- _Position identification records_:
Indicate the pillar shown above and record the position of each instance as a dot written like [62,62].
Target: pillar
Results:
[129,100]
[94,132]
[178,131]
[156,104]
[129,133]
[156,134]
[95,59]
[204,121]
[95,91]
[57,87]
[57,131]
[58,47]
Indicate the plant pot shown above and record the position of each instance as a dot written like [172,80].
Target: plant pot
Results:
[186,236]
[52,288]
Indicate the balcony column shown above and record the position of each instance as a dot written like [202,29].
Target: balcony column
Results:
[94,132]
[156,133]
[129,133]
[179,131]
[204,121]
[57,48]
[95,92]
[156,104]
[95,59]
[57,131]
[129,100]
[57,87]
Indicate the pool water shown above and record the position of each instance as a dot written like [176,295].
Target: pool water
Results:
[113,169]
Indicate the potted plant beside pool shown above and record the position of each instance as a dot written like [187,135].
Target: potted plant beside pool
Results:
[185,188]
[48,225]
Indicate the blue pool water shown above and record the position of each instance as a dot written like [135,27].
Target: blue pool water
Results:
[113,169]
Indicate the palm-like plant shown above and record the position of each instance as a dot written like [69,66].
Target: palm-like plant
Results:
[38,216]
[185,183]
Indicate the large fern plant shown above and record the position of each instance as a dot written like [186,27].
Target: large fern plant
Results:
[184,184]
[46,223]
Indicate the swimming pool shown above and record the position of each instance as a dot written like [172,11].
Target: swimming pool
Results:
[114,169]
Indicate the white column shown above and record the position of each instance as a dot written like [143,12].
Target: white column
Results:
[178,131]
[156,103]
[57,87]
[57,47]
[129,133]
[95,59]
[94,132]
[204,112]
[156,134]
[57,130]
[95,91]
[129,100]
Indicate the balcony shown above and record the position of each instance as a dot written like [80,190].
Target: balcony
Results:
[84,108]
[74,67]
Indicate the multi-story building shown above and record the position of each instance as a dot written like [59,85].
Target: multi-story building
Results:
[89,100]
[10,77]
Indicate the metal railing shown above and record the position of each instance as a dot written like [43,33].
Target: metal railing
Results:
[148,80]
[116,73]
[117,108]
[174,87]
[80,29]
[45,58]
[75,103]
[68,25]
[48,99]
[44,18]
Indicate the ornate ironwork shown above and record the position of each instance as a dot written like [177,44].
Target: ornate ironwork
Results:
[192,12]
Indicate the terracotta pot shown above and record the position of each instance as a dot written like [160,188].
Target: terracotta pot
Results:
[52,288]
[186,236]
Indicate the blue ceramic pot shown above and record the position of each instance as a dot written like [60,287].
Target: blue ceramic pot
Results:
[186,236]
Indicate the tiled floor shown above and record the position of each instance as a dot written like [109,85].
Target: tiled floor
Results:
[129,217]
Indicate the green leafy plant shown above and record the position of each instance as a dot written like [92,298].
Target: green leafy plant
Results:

- _Prompt_: Please convert everything from the line containing "Indicate the terracotta" down to the final line of the material above, both included, into a JSON list of strings with one string per line and blank lines left out.

- _Written reply_:
[
  "Indicate the terracotta pot shown above and record the position of each instance as a dot written like [160,188].",
  "Target: terracotta pot",
  "Results:",
  "[52,288]",
  "[186,236]",
  "Indicate the blue ceramic pot shown above and record the position of each instance as a dot written like [60,287].",
  "Target: blue ceramic pot",
  "Results:",
  "[186,236]",
  "Indicate the tiled floor shown above and record the position of each instance as a dot written like [109,85].",
  "Target: tiled floor",
  "Results:",
  "[129,217]",
  "Indicate the green leafy plant shown above and record the position of each instance as a dot written like [92,298].",
  "Target: green leafy plant",
  "Results:"
]